• What you have to do
Exact copies of the lines below are the goal; any images in them are dropped.

((

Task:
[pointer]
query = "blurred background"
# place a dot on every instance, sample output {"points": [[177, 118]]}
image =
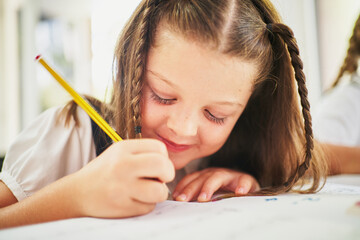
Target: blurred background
{"points": [[77, 37]]}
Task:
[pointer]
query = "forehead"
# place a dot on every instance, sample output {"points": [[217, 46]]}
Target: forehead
{"points": [[200, 66]]}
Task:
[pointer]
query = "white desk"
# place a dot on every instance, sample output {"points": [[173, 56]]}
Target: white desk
{"points": [[329, 214]]}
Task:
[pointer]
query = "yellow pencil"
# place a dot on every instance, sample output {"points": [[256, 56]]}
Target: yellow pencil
{"points": [[82, 102]]}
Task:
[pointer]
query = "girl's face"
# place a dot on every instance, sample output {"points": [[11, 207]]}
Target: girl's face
{"points": [[192, 96]]}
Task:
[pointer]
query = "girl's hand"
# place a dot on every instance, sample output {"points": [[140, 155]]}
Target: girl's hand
{"points": [[203, 184], [127, 179]]}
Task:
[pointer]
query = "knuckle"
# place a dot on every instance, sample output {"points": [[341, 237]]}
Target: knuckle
{"points": [[145, 208]]}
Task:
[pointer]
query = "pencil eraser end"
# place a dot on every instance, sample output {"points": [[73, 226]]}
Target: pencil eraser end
{"points": [[38, 57]]}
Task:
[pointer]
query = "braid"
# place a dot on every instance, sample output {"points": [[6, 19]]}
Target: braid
{"points": [[350, 63], [287, 35], [139, 60]]}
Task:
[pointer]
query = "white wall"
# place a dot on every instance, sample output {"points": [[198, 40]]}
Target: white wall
{"points": [[300, 16], [9, 75], [336, 22]]}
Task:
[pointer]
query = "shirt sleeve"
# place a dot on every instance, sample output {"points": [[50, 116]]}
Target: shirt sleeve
{"points": [[46, 151], [337, 119]]}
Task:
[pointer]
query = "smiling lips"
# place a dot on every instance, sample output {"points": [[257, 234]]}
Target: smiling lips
{"points": [[173, 147]]}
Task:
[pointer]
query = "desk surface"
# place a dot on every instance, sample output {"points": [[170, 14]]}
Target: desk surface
{"points": [[333, 213]]}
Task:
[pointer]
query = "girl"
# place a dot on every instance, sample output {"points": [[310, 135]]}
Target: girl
{"points": [[195, 81], [337, 121]]}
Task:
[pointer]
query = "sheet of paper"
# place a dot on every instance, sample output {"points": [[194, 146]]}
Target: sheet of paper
{"points": [[330, 214]]}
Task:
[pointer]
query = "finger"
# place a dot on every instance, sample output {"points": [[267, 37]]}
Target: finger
{"points": [[192, 189], [246, 184], [211, 185], [137, 146], [184, 182], [152, 165], [140, 208], [149, 191]]}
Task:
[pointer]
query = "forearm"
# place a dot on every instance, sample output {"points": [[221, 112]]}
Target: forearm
{"points": [[342, 159], [54, 202]]}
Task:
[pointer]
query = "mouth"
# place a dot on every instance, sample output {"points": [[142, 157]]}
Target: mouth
{"points": [[173, 147]]}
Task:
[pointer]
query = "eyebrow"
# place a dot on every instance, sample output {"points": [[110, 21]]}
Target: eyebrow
{"points": [[159, 76], [227, 103]]}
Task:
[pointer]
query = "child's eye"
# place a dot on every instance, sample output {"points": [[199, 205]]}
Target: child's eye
{"points": [[161, 100], [213, 118]]}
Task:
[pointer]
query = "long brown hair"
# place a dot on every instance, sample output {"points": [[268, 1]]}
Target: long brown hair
{"points": [[350, 64], [272, 139]]}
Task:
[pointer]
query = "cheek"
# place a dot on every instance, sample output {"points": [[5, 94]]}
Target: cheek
{"points": [[151, 114], [213, 138]]}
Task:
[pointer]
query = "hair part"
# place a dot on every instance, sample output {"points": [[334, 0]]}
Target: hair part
{"points": [[272, 140]]}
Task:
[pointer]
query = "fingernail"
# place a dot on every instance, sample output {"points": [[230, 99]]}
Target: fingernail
{"points": [[181, 197], [202, 197], [240, 191]]}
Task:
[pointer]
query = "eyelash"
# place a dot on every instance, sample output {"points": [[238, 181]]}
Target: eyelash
{"points": [[160, 100], [213, 118], [165, 101]]}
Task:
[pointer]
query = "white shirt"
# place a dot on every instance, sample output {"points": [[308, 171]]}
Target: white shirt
{"points": [[337, 117], [47, 151]]}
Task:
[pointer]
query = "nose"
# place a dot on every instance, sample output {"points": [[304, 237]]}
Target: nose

))

• Written response
Task:
[pointer]
query = "blurred background"
# place a dot on every instance, sample output {"points": [[177, 118]]}
image =
Target: blurred background
{"points": [[77, 37]]}
Task:
[pointer]
query = "forehead"
# place a dot on every instance, sample output {"points": [[217, 46]]}
Target: forehead
{"points": [[200, 66]]}
Task:
[pointer]
query = "white desk"
# place a dot on every instance, sample output {"points": [[173, 56]]}
Target: white desk
{"points": [[329, 214]]}
Task:
[pointer]
query = "yellow pencil"
# place a dot on every instance, sample output {"points": [[256, 56]]}
Target: yellow pencil
{"points": [[82, 102]]}
Task:
[pointer]
query = "girl's face"
# place a dot on every instance, sample output {"points": [[11, 207]]}
Target: girl's face
{"points": [[192, 96]]}
Task:
[pointer]
query = "girl's hand"
# place a dot on every instance, sample output {"points": [[140, 155]]}
Target: girl's hand
{"points": [[203, 184], [127, 179]]}
Task:
[pointer]
query = "knuckle"
# place a dot on every instance, sample output {"points": [[341, 237]]}
Target: knuckle
{"points": [[145, 208]]}
Task:
[pointer]
query = "pencil eraser end"
# place a dot on every instance, sample output {"points": [[73, 226]]}
Target: pencil eraser end
{"points": [[38, 57]]}
Task:
[pointer]
query = "braid"
# place a dot on every instance, sample output {"points": [[6, 19]]}
Target: braid
{"points": [[350, 63], [287, 35], [139, 60]]}
Task:
[pointer]
query = "white wall"
# place a dot on every instance, sample output {"points": [[198, 40]]}
Target: white wall
{"points": [[300, 16], [9, 75], [336, 22]]}
Task:
[pointer]
query = "shirt sleeve"
# place a dot on every instance, sample output {"points": [[50, 116]]}
Target: shirt sleeve
{"points": [[46, 151], [337, 119]]}
Task:
[pointer]
query = "smiling lips"
# place a dot on every instance, sample output {"points": [[257, 234]]}
Target: smiling lips
{"points": [[173, 147]]}
Task:
[pointer]
query = "desk surface"
# place a dot on every instance, sample output {"points": [[170, 14]]}
Target: desk surface
{"points": [[333, 213]]}
Task:
[pointer]
query = "girl"
# place a dot on every instance, sample output {"points": [[310, 135]]}
Target: girl
{"points": [[195, 81], [337, 121]]}
Task:
[pointer]
query = "sheet of paper"
# place a dot on every instance, sample output {"points": [[194, 146]]}
Target: sheet of paper
{"points": [[330, 214]]}
Task:
[pointer]
query = "finger"
# place a dot on every instance, sample output {"points": [[267, 37]]}
Target: finger
{"points": [[192, 189], [246, 184], [211, 185], [137, 146], [184, 182], [152, 165], [140, 208], [149, 191]]}
Task:
[pointer]
query = "forearm"
# place a dot on every instance, sample output {"points": [[221, 112]]}
Target: forearm
{"points": [[342, 159], [54, 202]]}
Task:
[pointer]
query = "mouth"
# place a dot on every instance, sample output {"points": [[142, 157]]}
Target: mouth
{"points": [[173, 147]]}
Task:
[pointer]
query = "eyebrow"
# place a dot on every instance, sample output {"points": [[110, 21]]}
Target: eyebrow
{"points": [[159, 76], [227, 103]]}
Task:
[pointer]
query = "child's eye"
# place a dot on every instance, sample output {"points": [[199, 205]]}
Target: child's eye
{"points": [[161, 100], [213, 118]]}
Task:
[pointer]
query = "long brown hair"
# place a dot on every instance, sample output {"points": [[268, 1]]}
Target: long brown hair
{"points": [[350, 64], [272, 139]]}
Task:
[pointer]
query = "cheek"
# place a dot on every instance, sample output {"points": [[5, 94]]}
Target: cheek
{"points": [[151, 114], [213, 138]]}
Task:
[pointer]
query = "hair part"
# place a dot on every instance, sample output {"points": [[334, 0]]}
Target: hair part
{"points": [[272, 140]]}
Task:
[pointer]
query = "fingernail"
# place a dot on every instance, sample output {"points": [[230, 99]]}
Target: fingernail
{"points": [[181, 197], [202, 197], [240, 191]]}
Task:
[pointer]
query = "eyelash"
# place a dot on every instance, sample output {"points": [[238, 181]]}
Target: eyelash
{"points": [[160, 100], [213, 118], [165, 101]]}
Task:
[pointer]
query = "white shirt"
# place a dot on every instance, sample output {"points": [[308, 171]]}
Target: white shirt
{"points": [[337, 117], [47, 151]]}
Task:
[pointer]
query = "nose"
# place a dot on every instance, sample output {"points": [[304, 237]]}
Target: nose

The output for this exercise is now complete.